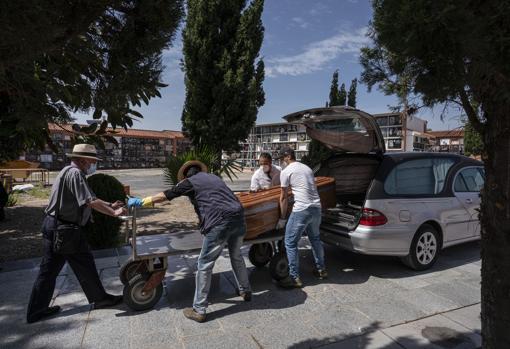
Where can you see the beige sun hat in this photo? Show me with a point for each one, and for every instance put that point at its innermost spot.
(184, 168)
(87, 151)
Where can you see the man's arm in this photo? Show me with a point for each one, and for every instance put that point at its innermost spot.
(184, 187)
(84, 196)
(254, 186)
(284, 202)
(105, 208)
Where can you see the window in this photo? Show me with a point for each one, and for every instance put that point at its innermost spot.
(418, 177)
(469, 180)
(394, 120)
(394, 143)
(382, 121)
(341, 125)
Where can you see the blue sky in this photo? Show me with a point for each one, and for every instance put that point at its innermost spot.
(305, 42)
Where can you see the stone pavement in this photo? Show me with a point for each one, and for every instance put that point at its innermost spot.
(367, 302)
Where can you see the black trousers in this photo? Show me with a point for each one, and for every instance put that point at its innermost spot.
(3, 200)
(83, 266)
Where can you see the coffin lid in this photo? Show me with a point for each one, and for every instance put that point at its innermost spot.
(342, 129)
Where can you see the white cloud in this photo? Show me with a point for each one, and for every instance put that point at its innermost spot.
(172, 59)
(300, 22)
(316, 55)
(319, 9)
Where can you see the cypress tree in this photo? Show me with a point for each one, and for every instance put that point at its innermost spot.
(351, 101)
(92, 57)
(333, 91)
(221, 42)
(342, 95)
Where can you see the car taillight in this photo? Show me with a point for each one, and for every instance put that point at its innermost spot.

What needs to be done
Only the lines from the one with "Where can you see the blue" to the end of the entries above belong in your answer. Retype them exactly.

Response area
Where can you see the blue sky in this photo? Show me with a point for each one, and for every instance put that point at its innermost spot.
(305, 42)
Where can you see the stone pavement in this photo? Show me with a point for each one, and for every instance put that point at its innermost spot.
(367, 302)
Where can you see the black trousers in this photo? Show me with a point for each one, and for every instance put that point at its innermost spot.
(3, 200)
(83, 266)
Where can you see the coffin lid in this photo? Show me with a point for each one, and for every instance put that point at its innermost spot.
(342, 129)
Where can you see the white cloud in this photo? Show me with a point for each one, and for every instance put that point at its innermost spot.
(172, 59)
(300, 22)
(316, 55)
(319, 9)
Where can you see the cypress tree in this photo? Show me with a point for each one, and for every instance put that point at its innermost spot.
(351, 101)
(92, 57)
(333, 91)
(221, 42)
(342, 95)
Where can you see the car taillight in this photo? Show me with a point for each one, and for every instance put that point at its innermost spot.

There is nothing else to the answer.